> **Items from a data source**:
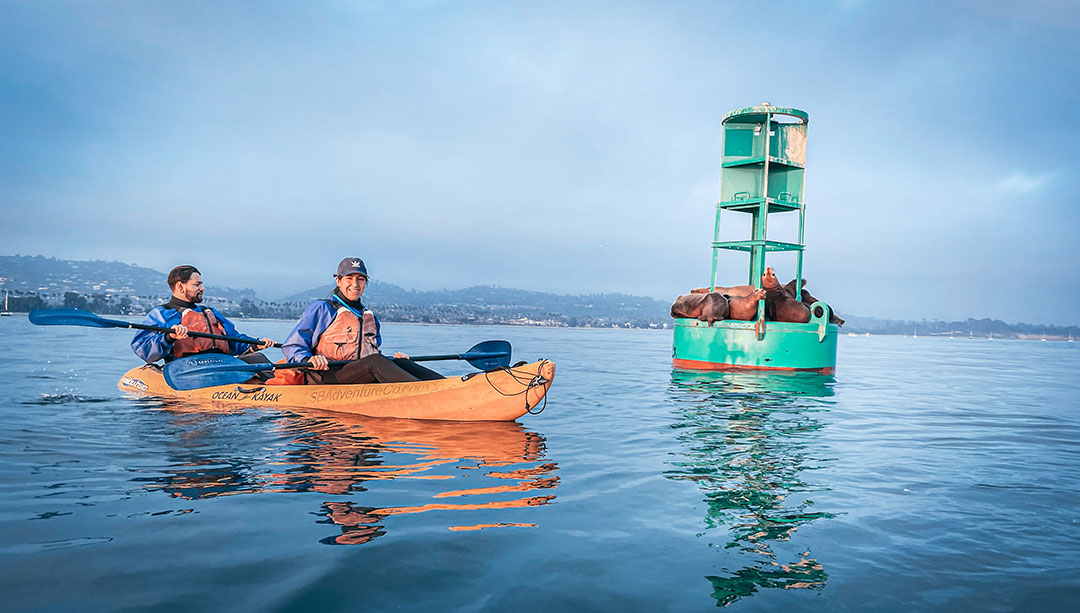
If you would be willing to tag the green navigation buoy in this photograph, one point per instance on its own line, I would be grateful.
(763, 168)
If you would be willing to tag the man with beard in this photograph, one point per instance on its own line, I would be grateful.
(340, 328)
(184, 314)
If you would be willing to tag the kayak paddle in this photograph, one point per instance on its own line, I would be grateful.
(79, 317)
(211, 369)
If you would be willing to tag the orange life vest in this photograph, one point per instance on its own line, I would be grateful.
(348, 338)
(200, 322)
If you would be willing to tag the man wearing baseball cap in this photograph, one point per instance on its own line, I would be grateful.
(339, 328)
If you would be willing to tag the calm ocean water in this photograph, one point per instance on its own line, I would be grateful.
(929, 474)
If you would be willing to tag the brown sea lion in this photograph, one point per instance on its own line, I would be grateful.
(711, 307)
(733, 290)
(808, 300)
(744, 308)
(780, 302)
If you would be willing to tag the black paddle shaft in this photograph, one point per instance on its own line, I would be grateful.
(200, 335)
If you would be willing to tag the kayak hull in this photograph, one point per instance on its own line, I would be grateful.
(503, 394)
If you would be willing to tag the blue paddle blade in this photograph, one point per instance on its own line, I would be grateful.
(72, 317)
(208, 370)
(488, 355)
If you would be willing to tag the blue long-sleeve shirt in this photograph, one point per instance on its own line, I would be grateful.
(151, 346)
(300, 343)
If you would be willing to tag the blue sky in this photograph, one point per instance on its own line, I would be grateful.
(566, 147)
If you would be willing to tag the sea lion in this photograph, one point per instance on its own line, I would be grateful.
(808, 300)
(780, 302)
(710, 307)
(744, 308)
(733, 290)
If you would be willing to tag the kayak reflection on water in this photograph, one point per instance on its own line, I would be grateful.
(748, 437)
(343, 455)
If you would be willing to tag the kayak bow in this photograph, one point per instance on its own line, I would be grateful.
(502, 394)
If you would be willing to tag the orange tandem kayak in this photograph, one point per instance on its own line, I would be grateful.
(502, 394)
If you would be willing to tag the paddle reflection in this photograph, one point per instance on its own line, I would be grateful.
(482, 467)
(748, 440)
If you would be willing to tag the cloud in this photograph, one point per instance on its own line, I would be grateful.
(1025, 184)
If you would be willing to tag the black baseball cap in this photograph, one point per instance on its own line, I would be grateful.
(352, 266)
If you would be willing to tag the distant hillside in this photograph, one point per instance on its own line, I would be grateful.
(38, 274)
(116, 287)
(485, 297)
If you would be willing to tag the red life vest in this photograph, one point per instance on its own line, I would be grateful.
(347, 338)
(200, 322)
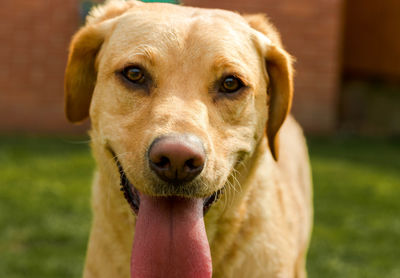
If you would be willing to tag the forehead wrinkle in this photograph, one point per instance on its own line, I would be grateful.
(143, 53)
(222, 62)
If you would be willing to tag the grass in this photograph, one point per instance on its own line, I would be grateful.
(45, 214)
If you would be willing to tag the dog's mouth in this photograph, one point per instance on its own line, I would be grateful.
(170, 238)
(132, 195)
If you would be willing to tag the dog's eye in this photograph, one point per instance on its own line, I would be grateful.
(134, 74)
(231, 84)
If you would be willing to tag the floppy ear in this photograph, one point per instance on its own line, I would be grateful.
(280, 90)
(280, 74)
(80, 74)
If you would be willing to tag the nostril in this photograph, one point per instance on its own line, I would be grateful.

> **ASSIGNED TASK**: What is needed is an exact copy of the data, without any pictures.

> **YOUR SOLUTION**:
If you would be willing to tag the green navigation buoy in this photograph, one point per instance on its own line, I would be grateful.
(763, 168)
If you would be willing to tag the man with beard in this photograph, one point per instance on its own line, I would be grateful.
(340, 328)
(184, 314)
If you would be willing to tag the kayak paddle in this photograph, one point per instance on its own line, I would be grateful.
(79, 317)
(211, 369)
If you would be willing to tag the orange life vest in this photograph, one point per instance on its own line, I would be grateful.
(348, 338)
(200, 322)
If you would be willing to tag the man wearing baseball cap in this photograph, one point per instance on its own line, I would be grateful.
(339, 328)
If you would be willing to tag the calm ocean water in this photograph, one point per instance on its own line, I would be grateful.
(929, 474)
If you would be willing to tag the brown sea lion in this photograph, one point per instance on its own line, I would be grateful.
(711, 307)
(733, 290)
(808, 300)
(744, 308)
(780, 302)
If you would be willing to tag the black paddle shaft in this photograph, one point per instance on its own line, I would be grateful.
(200, 335)
If you would be willing to tag the kayak hull in this photograph, one point per instance on its own line, I would be grateful.
(503, 394)
If you would be willing to tag the blue paddle blade in this photograph, one point per instance on its own line, I would be grateful.
(72, 317)
(208, 370)
(488, 355)
If you would be willing to tag the blue long-sleeve shirt in this photograph, one point per instance on its own line, I would be grateful.
(151, 346)
(300, 343)
If you would be willing to tag the blue sky in this photograph, one point per instance on its own line, I would be grateful.
(566, 147)
If you would be willing to tag the sea lion in this photograph, one point per instance on its own line, I would be grateful.
(808, 300)
(780, 302)
(710, 307)
(744, 308)
(733, 290)
If you would be willing to tag the kayak reflection on water in this photograph, one point per instance on its own line, I would be grateful.
(748, 437)
(343, 455)
If you would be willing to tag the kayak bow in this photograph, one point per instance on its own line, I would be grateful.
(502, 394)
If you would be willing to tag the orange tandem kayak in this photograph, one point per instance on its own line, I would be grateful.
(502, 394)
If you would be willing to tag the paddle reflection in this photograph, one point per instance on its own line, I would be grateful.
(482, 467)
(748, 440)
If you would be willing to tag the cloud in this photograph, one point per instance on its own line, I would be grateful.
(1025, 184)
If you would be willing to tag the black baseball cap in this photograph, one point per instance on its own line, I would be grateful.
(352, 266)
If you would be willing to tag the distant hillside in this photograph, one point per instance on its own line, I would be grateful.
(38, 274)
(116, 287)
(485, 297)
If you would be willing to tag the red life vest in this photograph, one point per instance on its own line, I would be grateful.
(347, 338)
(200, 322)
If you would be willing to tag the forehead wrinkle in this photograph, one point per instance on its own line, I would be grateful.
(143, 53)
(222, 62)
If you would be willing to tag the grass in this photograph, one point per instance on its own line, I would be grateful.
(45, 214)
If you would be willing to tag the dog's mouth in this photograph, one point per instance on its own line, I would be grateful.
(170, 238)
(132, 195)
If you would be willing to tag the dog's eye in this photograph, one point per instance on its own line, I would be grateful.
(134, 74)
(231, 84)
If you would be willing to tag the floppy ear in this photograph, one point per instance on its own line, I would be grateful.
(280, 90)
(280, 74)
(80, 74)
If you would be willing to tag the nostril in this photograph, one point per instance on its own line, I would be grateful.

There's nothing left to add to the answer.